**Items from a data source**
# # # # # # #

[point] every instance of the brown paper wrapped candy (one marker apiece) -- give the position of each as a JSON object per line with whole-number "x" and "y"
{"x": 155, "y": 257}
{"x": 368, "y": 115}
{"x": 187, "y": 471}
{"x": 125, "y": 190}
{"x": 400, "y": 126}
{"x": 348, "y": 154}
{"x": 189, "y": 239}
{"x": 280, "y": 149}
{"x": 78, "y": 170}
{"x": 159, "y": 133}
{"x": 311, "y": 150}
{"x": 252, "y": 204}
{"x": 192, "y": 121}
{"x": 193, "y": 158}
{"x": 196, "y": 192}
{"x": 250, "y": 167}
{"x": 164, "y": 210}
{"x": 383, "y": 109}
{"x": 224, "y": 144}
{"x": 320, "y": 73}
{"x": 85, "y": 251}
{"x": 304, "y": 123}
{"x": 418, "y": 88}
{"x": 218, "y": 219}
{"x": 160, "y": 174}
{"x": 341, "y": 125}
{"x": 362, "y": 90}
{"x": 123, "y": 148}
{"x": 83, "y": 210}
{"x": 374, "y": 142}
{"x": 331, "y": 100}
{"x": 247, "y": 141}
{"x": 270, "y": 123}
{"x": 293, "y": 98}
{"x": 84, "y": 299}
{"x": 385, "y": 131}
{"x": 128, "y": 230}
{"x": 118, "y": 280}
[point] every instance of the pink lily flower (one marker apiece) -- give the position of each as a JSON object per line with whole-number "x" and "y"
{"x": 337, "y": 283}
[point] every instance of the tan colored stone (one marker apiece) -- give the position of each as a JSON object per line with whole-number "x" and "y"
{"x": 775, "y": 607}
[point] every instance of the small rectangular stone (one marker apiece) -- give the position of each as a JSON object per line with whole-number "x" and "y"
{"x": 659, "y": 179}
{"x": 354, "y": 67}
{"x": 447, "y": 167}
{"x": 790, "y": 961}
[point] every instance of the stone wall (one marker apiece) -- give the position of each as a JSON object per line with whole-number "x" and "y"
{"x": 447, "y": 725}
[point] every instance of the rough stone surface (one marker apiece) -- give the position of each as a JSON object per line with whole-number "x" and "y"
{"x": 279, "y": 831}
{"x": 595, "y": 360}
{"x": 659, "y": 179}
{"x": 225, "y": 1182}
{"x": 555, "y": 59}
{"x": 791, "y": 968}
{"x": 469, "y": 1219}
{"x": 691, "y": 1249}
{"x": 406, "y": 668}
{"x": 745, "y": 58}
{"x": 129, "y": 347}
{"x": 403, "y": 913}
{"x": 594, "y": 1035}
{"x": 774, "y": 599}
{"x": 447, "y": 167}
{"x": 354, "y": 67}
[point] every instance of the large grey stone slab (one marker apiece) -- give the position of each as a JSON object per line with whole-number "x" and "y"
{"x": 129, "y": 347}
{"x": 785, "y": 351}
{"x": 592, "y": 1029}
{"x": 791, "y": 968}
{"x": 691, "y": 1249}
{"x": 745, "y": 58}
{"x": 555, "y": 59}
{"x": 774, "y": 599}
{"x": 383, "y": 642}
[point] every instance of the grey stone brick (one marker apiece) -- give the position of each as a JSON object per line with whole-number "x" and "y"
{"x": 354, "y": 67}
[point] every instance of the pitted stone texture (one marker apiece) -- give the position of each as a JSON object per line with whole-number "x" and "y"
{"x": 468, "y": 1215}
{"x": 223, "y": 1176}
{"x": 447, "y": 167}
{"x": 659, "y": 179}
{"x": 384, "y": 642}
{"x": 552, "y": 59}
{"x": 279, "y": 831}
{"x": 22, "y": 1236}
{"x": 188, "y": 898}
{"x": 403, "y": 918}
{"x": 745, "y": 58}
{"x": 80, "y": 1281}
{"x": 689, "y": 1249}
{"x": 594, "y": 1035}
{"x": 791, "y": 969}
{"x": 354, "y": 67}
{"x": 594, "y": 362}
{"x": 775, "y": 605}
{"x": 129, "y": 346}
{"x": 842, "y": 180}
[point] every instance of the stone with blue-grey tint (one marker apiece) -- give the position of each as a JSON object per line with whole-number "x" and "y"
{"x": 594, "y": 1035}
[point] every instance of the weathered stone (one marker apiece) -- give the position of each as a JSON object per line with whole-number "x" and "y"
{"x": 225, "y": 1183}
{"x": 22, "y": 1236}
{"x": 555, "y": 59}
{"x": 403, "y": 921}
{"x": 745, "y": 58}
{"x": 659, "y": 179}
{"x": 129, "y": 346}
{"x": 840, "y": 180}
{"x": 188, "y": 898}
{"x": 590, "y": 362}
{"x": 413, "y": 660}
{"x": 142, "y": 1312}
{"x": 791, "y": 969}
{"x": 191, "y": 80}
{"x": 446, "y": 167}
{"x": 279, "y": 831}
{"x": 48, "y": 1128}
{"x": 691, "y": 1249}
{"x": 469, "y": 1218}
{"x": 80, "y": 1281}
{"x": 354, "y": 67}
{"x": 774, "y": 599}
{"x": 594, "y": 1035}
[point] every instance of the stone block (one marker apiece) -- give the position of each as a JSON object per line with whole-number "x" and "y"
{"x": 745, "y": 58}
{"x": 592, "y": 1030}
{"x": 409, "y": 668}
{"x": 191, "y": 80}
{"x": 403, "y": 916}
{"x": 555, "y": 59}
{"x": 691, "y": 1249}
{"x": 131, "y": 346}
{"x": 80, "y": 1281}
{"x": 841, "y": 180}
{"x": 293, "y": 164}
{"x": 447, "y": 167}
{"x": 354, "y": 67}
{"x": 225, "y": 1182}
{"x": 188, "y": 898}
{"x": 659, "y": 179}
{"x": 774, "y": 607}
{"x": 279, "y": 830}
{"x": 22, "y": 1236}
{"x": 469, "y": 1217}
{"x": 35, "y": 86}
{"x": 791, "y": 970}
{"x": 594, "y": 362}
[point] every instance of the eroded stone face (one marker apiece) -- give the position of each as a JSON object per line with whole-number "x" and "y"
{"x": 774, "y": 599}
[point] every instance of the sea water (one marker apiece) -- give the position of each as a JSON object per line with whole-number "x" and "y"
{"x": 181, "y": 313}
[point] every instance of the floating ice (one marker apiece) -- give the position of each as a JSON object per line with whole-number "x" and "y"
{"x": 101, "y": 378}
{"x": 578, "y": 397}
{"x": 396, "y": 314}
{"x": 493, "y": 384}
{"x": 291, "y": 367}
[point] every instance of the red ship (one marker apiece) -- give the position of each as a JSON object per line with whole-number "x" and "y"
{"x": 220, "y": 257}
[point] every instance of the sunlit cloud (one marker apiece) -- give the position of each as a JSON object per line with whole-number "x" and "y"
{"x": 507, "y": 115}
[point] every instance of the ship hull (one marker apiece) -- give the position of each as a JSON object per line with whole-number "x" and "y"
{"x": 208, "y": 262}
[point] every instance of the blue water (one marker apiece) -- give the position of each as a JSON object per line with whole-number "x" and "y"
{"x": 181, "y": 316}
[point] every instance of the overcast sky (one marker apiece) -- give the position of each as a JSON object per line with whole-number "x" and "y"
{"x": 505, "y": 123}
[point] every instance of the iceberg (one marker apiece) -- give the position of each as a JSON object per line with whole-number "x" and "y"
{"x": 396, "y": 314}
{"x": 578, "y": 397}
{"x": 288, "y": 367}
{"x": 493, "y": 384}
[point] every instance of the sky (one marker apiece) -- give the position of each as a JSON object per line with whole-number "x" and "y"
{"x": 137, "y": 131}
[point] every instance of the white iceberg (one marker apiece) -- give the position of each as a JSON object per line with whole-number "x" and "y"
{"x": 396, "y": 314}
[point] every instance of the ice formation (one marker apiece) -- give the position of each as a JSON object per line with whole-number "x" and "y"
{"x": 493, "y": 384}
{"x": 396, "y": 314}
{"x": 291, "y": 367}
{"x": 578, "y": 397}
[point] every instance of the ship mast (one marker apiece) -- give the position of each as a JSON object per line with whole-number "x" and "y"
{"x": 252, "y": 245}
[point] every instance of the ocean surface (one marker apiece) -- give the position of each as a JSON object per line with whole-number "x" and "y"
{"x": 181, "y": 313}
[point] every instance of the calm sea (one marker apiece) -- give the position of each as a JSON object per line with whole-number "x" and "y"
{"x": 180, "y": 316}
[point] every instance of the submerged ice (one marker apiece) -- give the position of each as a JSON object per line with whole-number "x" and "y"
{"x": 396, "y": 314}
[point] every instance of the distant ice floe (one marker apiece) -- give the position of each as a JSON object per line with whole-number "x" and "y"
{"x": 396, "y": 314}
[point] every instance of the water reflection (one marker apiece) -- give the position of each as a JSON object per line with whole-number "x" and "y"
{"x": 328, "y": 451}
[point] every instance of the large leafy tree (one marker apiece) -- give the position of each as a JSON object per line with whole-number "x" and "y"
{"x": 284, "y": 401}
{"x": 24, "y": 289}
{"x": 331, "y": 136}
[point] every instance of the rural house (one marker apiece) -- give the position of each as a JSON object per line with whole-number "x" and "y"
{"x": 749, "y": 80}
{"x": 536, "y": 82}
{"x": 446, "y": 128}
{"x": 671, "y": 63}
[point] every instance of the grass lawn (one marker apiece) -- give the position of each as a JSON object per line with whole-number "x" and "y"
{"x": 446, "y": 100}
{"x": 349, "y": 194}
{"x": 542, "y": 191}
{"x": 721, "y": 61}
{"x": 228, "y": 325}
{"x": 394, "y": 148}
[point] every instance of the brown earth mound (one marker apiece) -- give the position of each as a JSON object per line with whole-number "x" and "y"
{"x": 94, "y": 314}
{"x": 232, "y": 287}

# # # # # # #

**INSTRUCTIONS TO FOLLOW**
Return exactly the lines of the data, and only those, from the line with "[point] every instance of the rural" through the last line, inclusive.

**EXERCISE SOLUTION**
[point] every instance of the rural house (one marker apiece) -- give the position of each as a JSON object per line with whole-number "x" and "y"
{"x": 749, "y": 80}
{"x": 536, "y": 82}
{"x": 446, "y": 128}
{"x": 671, "y": 63}
[point] every instance of the grass lawn (one marker apiece) -- give the position of each as a JSON object per line with whole-number "x" and "y"
{"x": 446, "y": 100}
{"x": 349, "y": 194}
{"x": 542, "y": 191}
{"x": 721, "y": 61}
{"x": 228, "y": 325}
{"x": 394, "y": 148}
[point] every instance of the brown earth mound (one marker apiece) -- give the position of each as a JSON object per line with whole-number "x" and "y"
{"x": 94, "y": 314}
{"x": 232, "y": 287}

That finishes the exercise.